## What this task involves
Output exactly the line containing "the wood floor." and each line after it through the last line of the records, and nothing else.

## Data provided
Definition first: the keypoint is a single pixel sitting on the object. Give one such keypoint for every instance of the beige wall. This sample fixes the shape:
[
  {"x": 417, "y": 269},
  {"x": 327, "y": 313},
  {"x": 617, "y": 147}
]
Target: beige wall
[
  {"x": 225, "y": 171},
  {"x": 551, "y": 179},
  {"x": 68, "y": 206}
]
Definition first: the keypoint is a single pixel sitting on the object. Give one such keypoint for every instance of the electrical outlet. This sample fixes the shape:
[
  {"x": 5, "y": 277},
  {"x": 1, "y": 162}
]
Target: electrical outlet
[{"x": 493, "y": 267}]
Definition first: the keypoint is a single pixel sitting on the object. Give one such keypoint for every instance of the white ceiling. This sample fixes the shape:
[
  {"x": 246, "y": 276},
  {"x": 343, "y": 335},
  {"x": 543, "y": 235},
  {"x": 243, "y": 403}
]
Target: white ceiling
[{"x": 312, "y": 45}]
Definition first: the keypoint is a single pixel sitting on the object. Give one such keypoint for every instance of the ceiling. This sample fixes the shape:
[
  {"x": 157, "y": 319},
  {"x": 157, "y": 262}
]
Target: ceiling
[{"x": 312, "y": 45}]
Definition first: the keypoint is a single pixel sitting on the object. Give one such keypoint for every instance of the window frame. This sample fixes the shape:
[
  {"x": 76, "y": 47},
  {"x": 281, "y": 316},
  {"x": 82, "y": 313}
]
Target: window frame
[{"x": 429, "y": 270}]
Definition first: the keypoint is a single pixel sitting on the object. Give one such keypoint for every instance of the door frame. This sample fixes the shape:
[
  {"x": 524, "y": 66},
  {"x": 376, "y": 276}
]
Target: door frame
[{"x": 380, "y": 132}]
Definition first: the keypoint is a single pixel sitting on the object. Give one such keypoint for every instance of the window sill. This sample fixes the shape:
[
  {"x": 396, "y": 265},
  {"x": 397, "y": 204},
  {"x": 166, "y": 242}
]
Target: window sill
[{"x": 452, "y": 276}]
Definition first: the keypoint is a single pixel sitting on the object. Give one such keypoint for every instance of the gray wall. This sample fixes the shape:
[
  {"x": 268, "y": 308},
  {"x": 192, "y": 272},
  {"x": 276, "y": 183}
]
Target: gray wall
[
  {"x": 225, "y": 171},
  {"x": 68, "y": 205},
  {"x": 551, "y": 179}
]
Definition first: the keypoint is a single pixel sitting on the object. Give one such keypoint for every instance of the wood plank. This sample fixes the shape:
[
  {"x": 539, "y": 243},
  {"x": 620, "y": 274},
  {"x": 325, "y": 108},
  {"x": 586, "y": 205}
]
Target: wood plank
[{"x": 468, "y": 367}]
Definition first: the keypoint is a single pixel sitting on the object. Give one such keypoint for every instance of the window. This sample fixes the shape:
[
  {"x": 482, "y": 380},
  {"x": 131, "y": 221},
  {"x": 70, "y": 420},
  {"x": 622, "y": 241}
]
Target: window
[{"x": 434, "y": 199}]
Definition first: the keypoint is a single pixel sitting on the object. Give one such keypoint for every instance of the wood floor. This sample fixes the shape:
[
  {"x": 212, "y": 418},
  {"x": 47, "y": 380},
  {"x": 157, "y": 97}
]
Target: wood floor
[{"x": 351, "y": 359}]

## Response below
Definition first: the keypoint is a single pixel sitting on the object. Give one such keypoint for every instance of the wood floor. This sample fixes the shape:
[
  {"x": 212, "y": 418},
  {"x": 47, "y": 380},
  {"x": 157, "y": 97}
]
Target: wood floor
[{"x": 351, "y": 359}]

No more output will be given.